* **Exercise requirements**
1 - Based on the baseball story, does each statement agree with it? Answer yes or no for each, and quote the words that decide it. (a) The box contained a note and a baseball. (b) The baseball was damaged after its years in the attic. (c) A relative found the ball while clearing out things at the boyhood home in Long Island.
2 - According to the baseball story, which team signed the baseball?
3 - Rewrite the baseball story starting with "Some thirty years" and going on through "was a baseball.", renaming "box" to "package".

==== Provided passage ====

Some thirty years later, I'm come home from work and I find this little box on the desk in my study.  I had no idea where it came from.  I opened it and it contained two items with writing on them.

One was a note.  The other was a baseball.

The note read,

"I was looking for some papers in the attic and found this ball.  I was going to keep it but once I realized what it was, I figured I should return it to you."

The baseball read,

"Gil Hodges, Peewee Reese, Roy Campanella, Duke Snider, Don Newcombe, and Jackie Robinson" among others.

It turned out that one of my relatives was clearing out some old things at my boyhood home in Long Island and came across this baseball, signed by the 55 Brooklyn Dodgers. It was still in perfect condition considering it spent 30 years in a NY attic.

When I heard the story, my jaw dropped. You'd think this was a story that he'd been telling for years, honing like it Spalding Gray or Dave Allen. The events were constructed in such a fasion that it gave a twist at the end as you never expected the baseball to be that important, let alone valuable. Depending on the number of signatures, this baseball could be worth anywhere from a couple hundred dollars to a few thousand. Yet, it's the kind of baseball and story that should be passed down through his kids and grand kids as a testament to how baseball was a historical and important piece of this country. Future generations are more likely to remember Pete Rose or Barry Bonds more than Marris' asteriked carrer or the triumph of the Pittsburgh Pirates over the New York Yankees in the 1960 World Series.  Baseball is a dying sport, corrupted and old. Yet, the commercialism of the NFL and the NBA can't hold a candle in terms of rich and storied history. Baseball was one of those things that was more than a sport. You could write stories about baseball. You could tell stories about baseball. For that, I hope basebell will find a way to regain its place as the national pastime.

Two classic pieces of dialogue from baseball movies

Field of Dreams

Ray, people will come Ray. They'll come to Iowa for reasons they can't even fathom. They'll turn up your driveway not knowing for sure why they're doing it. They'll arrive at your door as innocent as children, longing for the past. Of course, we won't mind if you look around, you'll say. It's only $20 per person. They'll pass over the money without even thinking about it: for it is money they have and peace they lack. And they'll walk out to the bleachers; sit in shirtsleeves on a perfect afternoon. They'll find they have reserved seats somewhere along one of the baselines, where they sat when they were children and cheered their heroes. And they'll watch the game and it'll be as if they dipped themselves in magic waters. The memories will be so thick they'll have to brush them away from their faces. People will come Ray. The one constant through all the years, Ray, has been baseball. America has rolled by like an army of steamrollers. It has been erased like a blackboard, rebuilt and erased again. But baseball has marked the time. This field, this game: it's a part of our past, Ray. It reminds of us of all that once was good and it could be again. Oh... people will come Ray. People will most definitely come.

Bull Durham

Well, I believe in the soul, the cock, the pussy, the small of a woman's back, the hanging curve ball, high fiber, good scotch, that the novels of Susan Sontag are self-indulgent, overrated crap. I believe Lee Harvey Oswald acted alone. I believe there ought to be a constitutional amendment outlawing Astroturf and the designated hitter. I believe in the sweet spot, soft-core pornography, opening your presents Christmas morning rather than Christmas Eve and I believe in long, slow, deep, soft, wet kisses that last three days.

==== Dataset records ====

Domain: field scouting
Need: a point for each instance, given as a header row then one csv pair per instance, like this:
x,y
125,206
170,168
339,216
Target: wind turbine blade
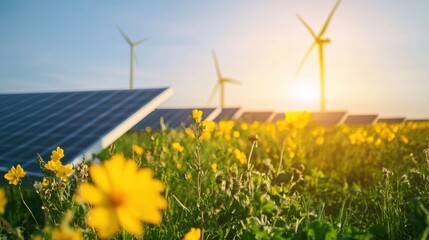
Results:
x,y
305,58
307,26
325,26
233,81
135,58
213,92
219,74
125,36
140,41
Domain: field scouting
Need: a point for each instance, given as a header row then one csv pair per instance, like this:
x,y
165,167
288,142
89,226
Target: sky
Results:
x,y
377,61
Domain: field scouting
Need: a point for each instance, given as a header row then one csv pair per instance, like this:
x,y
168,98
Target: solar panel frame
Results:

====

* **Task answers**
1 -
(a) Yes: "One was a note.  The other was a baseball."
(b) No: "It was still in perfect condition considering it spent 30 years in a NY attic."
(c) Yes: "one of my relatives was clearing out some old things at my boyhood home in Long Island"

2 - The 55 Brooklyn Dodgers.

3 -
Some thirty years later, I'm come home from work and I find this little package on the desk in my study.  I had no idea where it came from.  I opened it and it contained two items with writing on them.

One was a note.  The other was a baseball.